* **Brief**:
When copying the entries below, leave out every picture and keep the rest exact.

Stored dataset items
-=-=-=-=-
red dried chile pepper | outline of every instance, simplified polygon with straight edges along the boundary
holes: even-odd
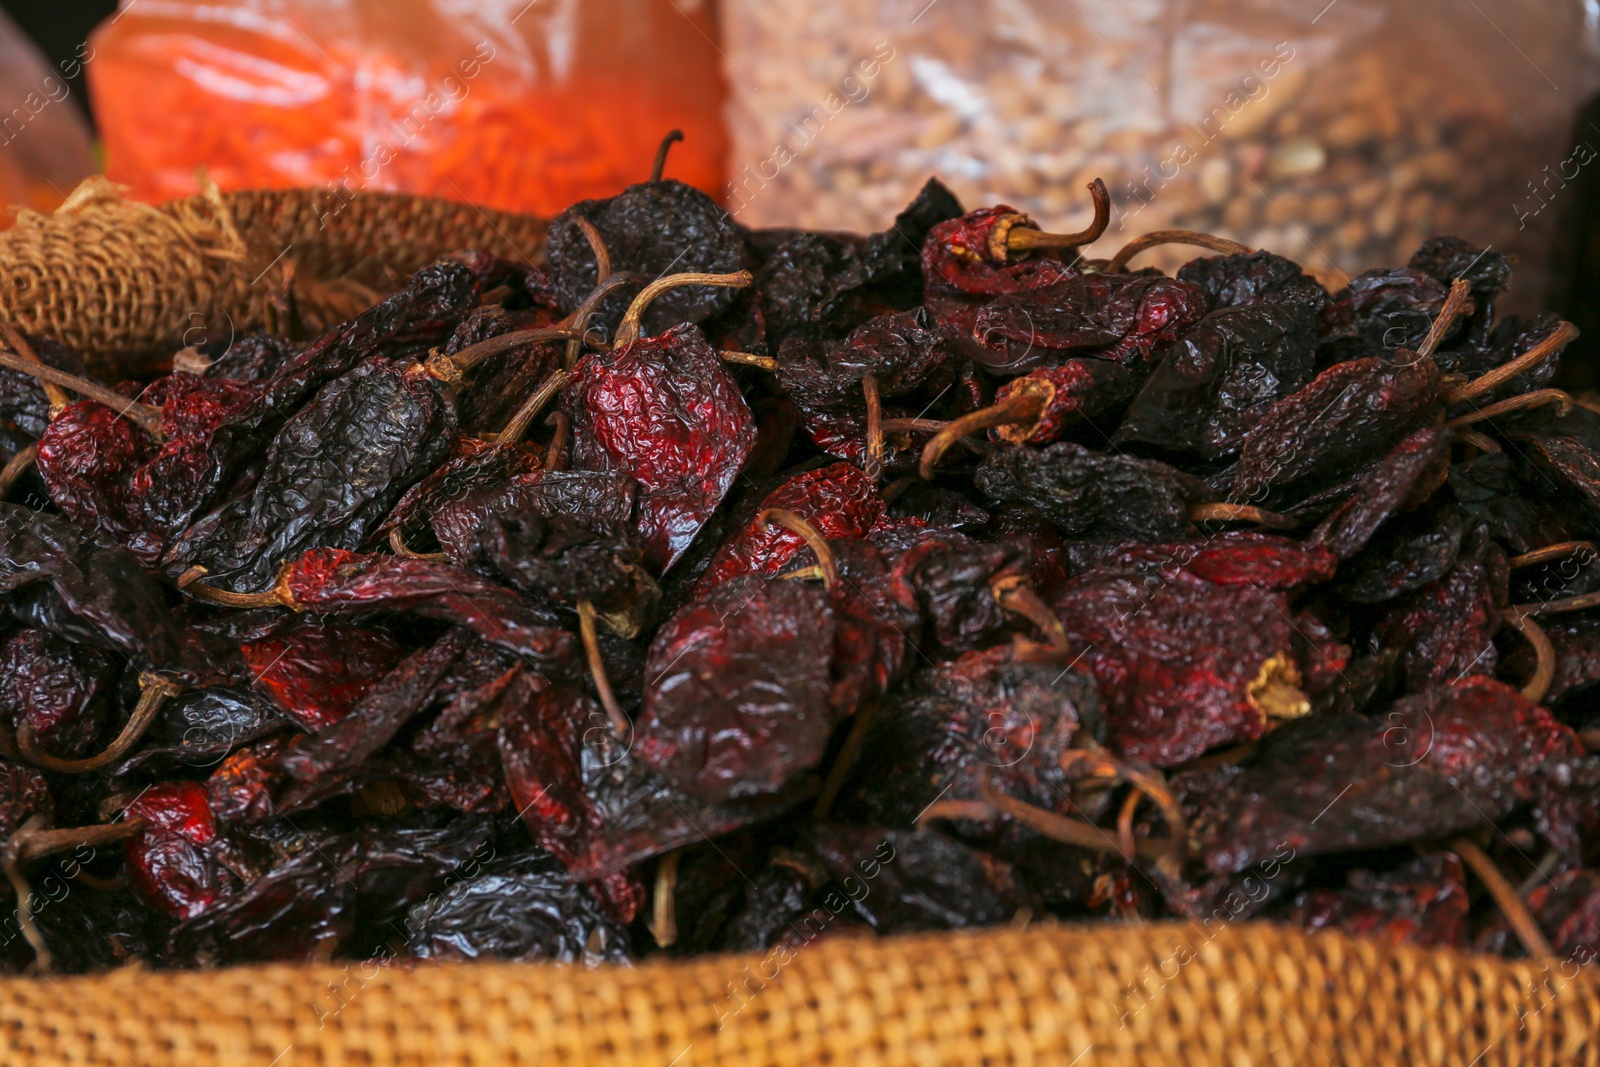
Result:
[[[123,843],[129,880],[154,907],[187,919],[211,907],[234,884],[218,862],[216,817],[199,782],[162,782],[127,807],[144,829]]]
[[[1094,680],[1066,666],[999,645],[922,667],[873,711],[839,816],[909,826],[983,781],[1061,814],[1087,803],[1061,758],[1104,741],[1106,720]]]
[[[278,573],[264,593],[234,594],[204,583],[192,595],[234,607],[282,606],[317,615],[399,611],[454,623],[561,672],[576,644],[548,612],[503,585],[437,560],[313,549]]]
[[[1311,716],[1243,766],[1189,771],[1193,851],[1214,874],[1282,855],[1439,839],[1549,798],[1583,762],[1572,730],[1515,689],[1464,678],[1376,715]]]
[[[1461,860],[1435,853],[1381,874],[1351,871],[1340,889],[1302,893],[1291,918],[1312,932],[1339,930],[1386,945],[1465,948],[1470,904]]]
[[[593,700],[562,685],[517,683],[500,758],[528,830],[573,877],[605,878],[651,856],[771,818],[805,794],[707,803],[679,789],[612,733]]]
[[[0,724],[53,756],[81,756],[111,719],[120,672],[108,652],[39,630],[0,643]]]
[[[689,547],[755,445],[750,408],[694,326],[584,357],[561,407],[574,470],[639,483],[638,533],[658,572]]]
[[[323,619],[297,619],[239,650],[256,688],[308,733],[344,718],[405,656],[387,634]]]
[[[830,541],[860,540],[884,512],[872,479],[853,464],[834,463],[797,474],[769,493],[756,517],[717,549],[695,584],[694,596],[704,596],[712,586],[740,574],[777,574],[806,547],[802,535],[767,520],[773,508],[800,516]]]
[[[1427,356],[1350,360],[1273,405],[1246,434],[1232,498],[1257,502],[1348,477],[1444,415],[1444,383]]]
[[[213,587],[247,593],[307,549],[358,548],[444,459],[455,425],[453,401],[420,364],[364,363],[284,423],[252,491],[190,526],[164,565],[175,576],[203,567]]]
[[[1311,710],[1282,593],[1090,571],[1055,608],[1130,759],[1171,767]]]
[[[991,370],[1012,373],[1068,355],[1142,369],[1153,349],[1205,314],[1204,294],[1188,282],[1143,273],[1079,274],[986,304],[972,321],[971,352]]]
[[[834,625],[825,590],[758,575],[683,607],[650,645],[639,758],[710,803],[815,767],[833,732]]]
-=-=-=-=-
* **Problem solution**:
red dried chile pepper | outline of every instance, simplified polygon with straight edges along the boundary
holes: even-odd
Result:
[[[123,843],[129,880],[154,907],[187,919],[211,907],[234,884],[218,862],[216,817],[199,782],[162,782],[127,807],[144,829]]]
[[[1094,680],[1066,666],[999,645],[922,667],[873,711],[839,816],[909,826],[983,781],[1061,814],[1087,803],[1061,758],[1104,741],[1106,720]]]
[[[278,573],[264,593],[234,594],[204,583],[192,595],[234,607],[282,606],[317,615],[399,611],[454,623],[561,672],[576,644],[548,612],[503,585],[437,560],[313,549]]]
[[[1311,716],[1243,766],[1189,771],[1193,851],[1214,874],[1282,855],[1439,839],[1549,798],[1583,762],[1572,730],[1515,689],[1464,678],[1376,715]]]
[[[1461,860],[1435,853],[1381,874],[1351,871],[1340,889],[1302,893],[1291,918],[1312,932],[1339,930],[1386,945],[1465,948],[1470,904]]]
[[[593,700],[562,685],[517,683],[500,758],[528,830],[573,877],[605,878],[651,856],[771,818],[805,794],[707,803],[679,789],[612,733]]]
[[[0,724],[53,756],[81,756],[111,719],[120,672],[108,652],[39,630],[0,643]]]
[[[689,547],[755,445],[750,408],[694,326],[584,357],[561,407],[574,470],[639,483],[638,533],[658,572]]]
[[[323,619],[297,619],[239,650],[256,688],[308,733],[344,718],[405,656],[387,634]]]
[[[830,541],[860,540],[884,512],[872,479],[853,464],[834,463],[797,474],[769,493],[756,517],[717,549],[695,584],[694,596],[704,596],[712,586],[740,574],[777,574],[806,547],[802,535],[767,520],[773,508],[800,516]]]
[[[1427,356],[1350,360],[1273,405],[1246,434],[1232,498],[1257,502],[1348,477],[1444,415],[1444,383]]]
[[[213,587],[247,593],[307,549],[358,548],[444,459],[455,425],[453,401],[420,364],[364,363],[284,423],[252,491],[190,526],[164,565],[175,576],[203,567]]]
[[[1311,710],[1282,593],[1090,571],[1055,608],[1130,759],[1171,767]]]
[[[991,370],[1012,373],[1068,355],[1142,369],[1153,349],[1205,314],[1204,294],[1188,282],[1143,273],[1079,274],[986,304],[972,321],[971,352]]]
[[[834,625],[825,590],[758,575],[683,607],[650,645],[639,758],[710,803],[815,767],[833,732]]]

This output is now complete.